THE issue before the High Court of Rajasthan was

“Whether, on the facts and in the circumstances of the case, the Tribunal was right in confirming the Commissioner of Income-tax (Appeals)’ view that deduction under section 36(1) (viii) of transfer of reserve at 40 per cent, was to be worked out on the gross total income before making deduction under this section as well as under Chapter VI-A of the Income-tax Act, 1961 ?”

In a long line of cases, almost all the High Courts -Patna High Court, the Andhra Pradesh High Court, the Madhya Pradesh High Court and the Orissa High Court (except Karnataka High Court which has taken a dissenting view ) taken the view thatThe total income on which the deduction under section 36(1)(viii) of the Income-tax Act is allowable should be computed before making the deduction in terms of section 36(1) (viii). In other words, the deduction which is permissible in computing the taxable profits of the financial corporation is in respect of an amount transferred by them to the special reserve account up to 40 per cent, on their total income computed before making any deduction and that amount of 40 per cent, is not to be worked out on the net income.

**Supplied entries:**
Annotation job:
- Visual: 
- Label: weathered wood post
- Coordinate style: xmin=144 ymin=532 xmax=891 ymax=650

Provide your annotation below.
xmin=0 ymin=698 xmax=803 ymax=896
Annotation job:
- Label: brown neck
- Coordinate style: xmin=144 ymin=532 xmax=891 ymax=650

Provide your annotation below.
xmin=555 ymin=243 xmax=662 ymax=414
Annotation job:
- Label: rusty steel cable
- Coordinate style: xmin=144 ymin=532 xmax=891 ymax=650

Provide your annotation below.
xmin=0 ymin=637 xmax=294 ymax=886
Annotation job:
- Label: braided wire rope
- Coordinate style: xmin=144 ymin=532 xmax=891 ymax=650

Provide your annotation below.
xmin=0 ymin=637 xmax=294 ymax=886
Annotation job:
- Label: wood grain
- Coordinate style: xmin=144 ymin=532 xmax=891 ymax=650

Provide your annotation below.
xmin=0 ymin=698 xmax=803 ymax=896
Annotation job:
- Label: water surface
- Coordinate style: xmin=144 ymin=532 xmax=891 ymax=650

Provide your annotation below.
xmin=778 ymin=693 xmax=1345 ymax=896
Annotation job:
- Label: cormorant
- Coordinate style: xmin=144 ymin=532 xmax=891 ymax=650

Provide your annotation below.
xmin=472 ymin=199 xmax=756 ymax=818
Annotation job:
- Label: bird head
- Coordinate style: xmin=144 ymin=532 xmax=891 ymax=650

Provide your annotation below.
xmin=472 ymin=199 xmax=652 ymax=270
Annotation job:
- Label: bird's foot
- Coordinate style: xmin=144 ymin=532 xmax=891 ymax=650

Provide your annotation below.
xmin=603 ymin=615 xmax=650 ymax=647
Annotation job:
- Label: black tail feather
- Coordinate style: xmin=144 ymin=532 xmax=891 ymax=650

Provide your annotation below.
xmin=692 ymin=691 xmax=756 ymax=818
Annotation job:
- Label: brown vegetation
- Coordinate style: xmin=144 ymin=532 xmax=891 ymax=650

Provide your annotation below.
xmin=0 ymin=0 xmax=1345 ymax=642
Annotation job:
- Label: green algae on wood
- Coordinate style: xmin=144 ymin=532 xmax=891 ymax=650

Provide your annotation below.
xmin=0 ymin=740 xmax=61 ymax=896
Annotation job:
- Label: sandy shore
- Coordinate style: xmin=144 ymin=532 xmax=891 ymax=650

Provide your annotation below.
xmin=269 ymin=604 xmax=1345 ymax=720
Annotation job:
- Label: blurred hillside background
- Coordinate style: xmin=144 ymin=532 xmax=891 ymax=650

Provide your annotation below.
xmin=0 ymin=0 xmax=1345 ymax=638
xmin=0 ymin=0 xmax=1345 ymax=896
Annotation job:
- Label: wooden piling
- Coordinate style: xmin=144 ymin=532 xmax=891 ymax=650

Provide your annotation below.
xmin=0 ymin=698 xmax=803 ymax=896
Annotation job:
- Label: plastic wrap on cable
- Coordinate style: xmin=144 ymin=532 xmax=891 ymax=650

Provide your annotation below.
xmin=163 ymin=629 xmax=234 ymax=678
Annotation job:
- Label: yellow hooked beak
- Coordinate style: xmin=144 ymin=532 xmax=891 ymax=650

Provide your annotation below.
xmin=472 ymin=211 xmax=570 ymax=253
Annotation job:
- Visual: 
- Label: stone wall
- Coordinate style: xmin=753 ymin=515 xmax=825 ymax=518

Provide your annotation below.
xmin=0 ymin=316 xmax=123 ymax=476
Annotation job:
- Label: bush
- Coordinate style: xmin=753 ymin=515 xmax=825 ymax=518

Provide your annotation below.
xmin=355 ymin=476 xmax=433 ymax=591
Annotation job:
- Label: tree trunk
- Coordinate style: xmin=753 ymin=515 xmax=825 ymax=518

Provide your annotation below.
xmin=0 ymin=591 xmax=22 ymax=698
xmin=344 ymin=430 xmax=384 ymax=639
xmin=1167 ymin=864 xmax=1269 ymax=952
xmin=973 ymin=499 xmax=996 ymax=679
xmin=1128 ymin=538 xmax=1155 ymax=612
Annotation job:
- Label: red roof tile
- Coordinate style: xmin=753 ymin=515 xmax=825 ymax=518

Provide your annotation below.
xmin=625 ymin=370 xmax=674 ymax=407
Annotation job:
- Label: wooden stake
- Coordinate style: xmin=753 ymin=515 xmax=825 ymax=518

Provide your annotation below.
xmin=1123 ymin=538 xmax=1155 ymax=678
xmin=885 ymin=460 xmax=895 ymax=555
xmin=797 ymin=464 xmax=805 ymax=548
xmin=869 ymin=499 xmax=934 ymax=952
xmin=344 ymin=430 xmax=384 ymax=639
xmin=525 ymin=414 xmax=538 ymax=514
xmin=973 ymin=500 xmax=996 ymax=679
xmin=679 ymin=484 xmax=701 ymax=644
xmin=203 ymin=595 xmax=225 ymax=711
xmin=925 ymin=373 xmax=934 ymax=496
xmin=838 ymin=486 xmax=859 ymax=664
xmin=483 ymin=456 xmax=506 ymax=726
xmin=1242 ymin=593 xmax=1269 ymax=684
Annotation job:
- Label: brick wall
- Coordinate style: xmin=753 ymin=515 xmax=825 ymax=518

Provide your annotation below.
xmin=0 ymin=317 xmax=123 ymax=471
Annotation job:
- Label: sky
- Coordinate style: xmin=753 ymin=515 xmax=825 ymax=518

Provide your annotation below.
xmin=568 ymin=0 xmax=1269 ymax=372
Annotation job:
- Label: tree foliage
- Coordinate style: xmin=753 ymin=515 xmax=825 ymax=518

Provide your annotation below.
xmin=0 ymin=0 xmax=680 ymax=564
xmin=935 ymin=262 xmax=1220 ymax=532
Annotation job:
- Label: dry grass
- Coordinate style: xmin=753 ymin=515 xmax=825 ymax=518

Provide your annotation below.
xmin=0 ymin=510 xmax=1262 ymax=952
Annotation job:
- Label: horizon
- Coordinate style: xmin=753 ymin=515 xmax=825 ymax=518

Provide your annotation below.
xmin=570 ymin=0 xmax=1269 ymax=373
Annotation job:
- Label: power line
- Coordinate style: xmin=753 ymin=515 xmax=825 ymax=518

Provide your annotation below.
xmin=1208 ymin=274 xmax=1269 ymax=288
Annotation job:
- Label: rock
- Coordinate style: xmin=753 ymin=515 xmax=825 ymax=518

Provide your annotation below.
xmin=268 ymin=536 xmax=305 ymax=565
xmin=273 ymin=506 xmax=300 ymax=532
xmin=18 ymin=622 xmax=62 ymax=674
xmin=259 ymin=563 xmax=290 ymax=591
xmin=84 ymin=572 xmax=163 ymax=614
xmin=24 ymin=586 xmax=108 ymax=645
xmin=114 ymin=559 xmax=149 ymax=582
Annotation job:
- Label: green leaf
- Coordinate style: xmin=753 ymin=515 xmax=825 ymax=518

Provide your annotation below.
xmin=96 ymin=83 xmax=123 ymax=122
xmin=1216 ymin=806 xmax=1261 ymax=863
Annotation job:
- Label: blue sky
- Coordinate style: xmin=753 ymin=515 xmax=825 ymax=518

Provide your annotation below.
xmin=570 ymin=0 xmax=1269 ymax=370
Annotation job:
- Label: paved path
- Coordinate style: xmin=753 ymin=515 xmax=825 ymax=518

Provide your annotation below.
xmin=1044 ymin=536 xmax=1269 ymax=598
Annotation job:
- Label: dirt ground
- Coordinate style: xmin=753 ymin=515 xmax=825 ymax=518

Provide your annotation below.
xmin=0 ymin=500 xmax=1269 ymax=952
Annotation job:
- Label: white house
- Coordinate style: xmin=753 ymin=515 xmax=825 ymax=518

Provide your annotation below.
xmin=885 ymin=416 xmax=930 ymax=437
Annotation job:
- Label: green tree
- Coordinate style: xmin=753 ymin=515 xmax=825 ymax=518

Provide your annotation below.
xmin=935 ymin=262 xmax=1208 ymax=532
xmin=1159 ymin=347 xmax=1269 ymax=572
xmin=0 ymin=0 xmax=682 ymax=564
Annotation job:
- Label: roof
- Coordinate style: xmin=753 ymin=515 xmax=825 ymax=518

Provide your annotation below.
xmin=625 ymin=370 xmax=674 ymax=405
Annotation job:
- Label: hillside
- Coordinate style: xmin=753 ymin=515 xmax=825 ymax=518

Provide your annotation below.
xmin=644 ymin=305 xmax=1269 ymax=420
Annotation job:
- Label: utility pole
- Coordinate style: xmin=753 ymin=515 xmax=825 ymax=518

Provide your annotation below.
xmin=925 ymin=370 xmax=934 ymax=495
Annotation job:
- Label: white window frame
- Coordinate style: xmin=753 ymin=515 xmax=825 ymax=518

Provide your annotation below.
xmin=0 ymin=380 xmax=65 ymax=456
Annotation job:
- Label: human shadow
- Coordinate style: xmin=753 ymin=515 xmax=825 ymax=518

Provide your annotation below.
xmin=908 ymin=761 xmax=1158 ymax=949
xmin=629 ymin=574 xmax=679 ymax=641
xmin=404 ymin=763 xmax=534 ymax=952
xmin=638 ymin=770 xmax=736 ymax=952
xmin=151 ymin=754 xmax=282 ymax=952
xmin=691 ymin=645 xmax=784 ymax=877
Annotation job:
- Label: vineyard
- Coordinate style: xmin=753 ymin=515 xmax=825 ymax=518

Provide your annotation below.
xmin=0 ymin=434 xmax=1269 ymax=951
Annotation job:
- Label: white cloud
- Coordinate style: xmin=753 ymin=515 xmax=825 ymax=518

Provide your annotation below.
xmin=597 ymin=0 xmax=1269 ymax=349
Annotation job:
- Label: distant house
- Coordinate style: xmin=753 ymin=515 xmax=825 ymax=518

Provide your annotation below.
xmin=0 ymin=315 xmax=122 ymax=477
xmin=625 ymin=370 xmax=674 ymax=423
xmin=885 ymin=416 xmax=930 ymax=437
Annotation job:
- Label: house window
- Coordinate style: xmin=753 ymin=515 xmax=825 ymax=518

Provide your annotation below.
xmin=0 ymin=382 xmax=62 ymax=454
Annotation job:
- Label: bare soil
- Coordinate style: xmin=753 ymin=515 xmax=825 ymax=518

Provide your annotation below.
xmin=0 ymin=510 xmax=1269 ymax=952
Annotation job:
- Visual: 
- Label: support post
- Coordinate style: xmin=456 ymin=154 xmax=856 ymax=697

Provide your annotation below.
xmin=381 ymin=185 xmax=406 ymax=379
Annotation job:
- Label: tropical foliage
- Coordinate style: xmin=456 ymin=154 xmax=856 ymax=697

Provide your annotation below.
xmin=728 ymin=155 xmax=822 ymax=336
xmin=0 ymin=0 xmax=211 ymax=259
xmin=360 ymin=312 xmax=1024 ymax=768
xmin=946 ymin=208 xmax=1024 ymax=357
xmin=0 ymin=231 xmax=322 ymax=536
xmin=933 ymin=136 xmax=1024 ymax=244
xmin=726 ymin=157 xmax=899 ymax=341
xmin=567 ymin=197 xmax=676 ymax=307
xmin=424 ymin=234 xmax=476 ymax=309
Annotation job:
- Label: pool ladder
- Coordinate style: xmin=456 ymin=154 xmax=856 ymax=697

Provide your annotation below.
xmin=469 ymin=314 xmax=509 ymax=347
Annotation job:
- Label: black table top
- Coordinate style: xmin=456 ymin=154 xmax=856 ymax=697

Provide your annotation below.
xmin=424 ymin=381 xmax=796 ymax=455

**Exercises to complete:**
a – Can you copy out the passage on the section 36(1)(viii) deduction word for word?
b – Could you arrange the rows, from their first line through the line holding "xmin=0 ymin=0 xmax=1345 ymax=642" inclusive, as a Markdown table with the columns "No." and "Entry", leaving out blank lines?

**Solutions to the problems:**
a –
THE issue before the High Court of Rajasthan was

“Whether, on the facts and in the circumstances of the case, the Tribunal was right in confirming the Commissioner of Income-tax (Appeals)’ view that deduction under section 36(1) (viii) of transfer of reserve at 40 per cent, was to be worked out on the gross total income before making deduction under this section as well as under Chapter VI-A of the Income-tax Act, 1961 ?”

In a long line of cases, almost all the High Courts -Patna High Court, the Andhra Pradesh High Court, the Madhya Pradesh High Court and the Orissa High Court (except Karnataka High Court which has taken a dissenting view ) taken the view thatThe total income on which the deduction under section 36(1)(viii) of the Income-tax Act is allowable should be computed before making the deduction in terms of section 36(1) (viii). In other words, the deduction which is permissible in computing the taxable profits of the financial corporation is in respect of an amount transferred by them to the special reserve account up to 40 per cent, on their total income computed before making any deduction and that amount of 40 per cent, is not to be worked out on the net income.

b –
| No. | Entry |
|---|---|
| 1 | Annotation job: |
| 2 | - Visual:  |
| 3 | - Label: weathered wood post |
| 4 | - Coordinate style: xmin=144 ymin=532 xmax=891 ymax=650 |
| 5 | Provide your annotation below. |
| 6 | xmin=0 ymin=698 xmax=803 ymax=896 |
| 7 | Annotation job: |
| 8 | - Label: brown neck |
| 9 | - Coordinate style: xmin=144 ymin=532 xmax=891 ymax=650 |
| 10 | Provide your annotation below. |
| 11 | xmin=555 ymin=243 xmax=662 ymax=414 |
| 12 | Annotation job: |
| 13 | - Label: rusty steel cable |
| 14 | - Coordinate style: xmin=144 ymin=532 xmax=891 ymax=650 |
| 15 | Provide your annotation below. |
| 16 | xmin=0 ymin=637 xmax=294 ymax=886 |
| 17 | Annotation job: |
| 18 | - Label: braided wire rope |
| 19 | - Coordinate style: xmin=144 ymin=532 xmax=891 ymax=650 |
| 20 | Provide your annotation below. |
| 21 | xmin=0 ymin=637 xmax=294 ymax=886 |
| 22 | Annotation job: |
| 23 | - Label: wood grain |
| 24 | - Coordinate style: xmin=144 ymin=532 xmax=891 ymax=650 |
| 25 | Provide your annotation below. |
| 26 | xmin=0 ymin=698 xmax=803 ymax=896 |
| 27 | Annotation job: |
| 28 | - Label: water surface |
| 29 | - Coordinate style: xmin=144 ymin=532 xmax=891 ymax=650 |
| 30 | Provide your annotation below. |
| 31 | xmin=778 ymin=693 xmax=1345 ymax=896 |
| 32 | Annotation job: |
| 33 | - Label: cormorant |
| 34 | - Coordinate style: xmin=144 ymin=532 xmax=891 ymax=650 |
| 35 | Provide your annotation below. |
| 36 | xmin=472 ymin=199 xmax=756 ymax=818 |
| 37 | Annotation job: |
| 38 | - Label: bird head |
| 39 | - Coordinate style: xmin=144 ymin=532 xmax=891 ymax=650 |
| 40 | Provide your annotation below. |
| 41 | xmin=472 ymin=199 xmax=652 ymax=270 |
| 42 | Annotation job: |
| 43 | - Label: bird's foot |
| 44 | - Coordinate style: xmin=144 ymin=532 xmax=891 ymax=650 |
| 45 | Provide your annotation below. |
| 46 | xmin=603 ymin=615 xmax=650 ymax=647 |
| 47 | Annotation job: |
| 48 | - Label: black tail feather |
| 49 | - Coordinate style: xmin=144 ymin=532 xmax=891 ymax=650 |
| 50 | Provide your annotation below. |
| 51 | xmin=692 ymin=691 xmax=756 ymax=818 |
| 52 | Annotation job: |
| 53 | - Label: brown vegetation |
| 54 | - Coordinate style: xmin=144 ymin=532 xmax=891 ymax=650 |
| 55 | Provide your annotation below. |
| 56 | xmin=0 ymin=0 xmax=1345 ymax=642 |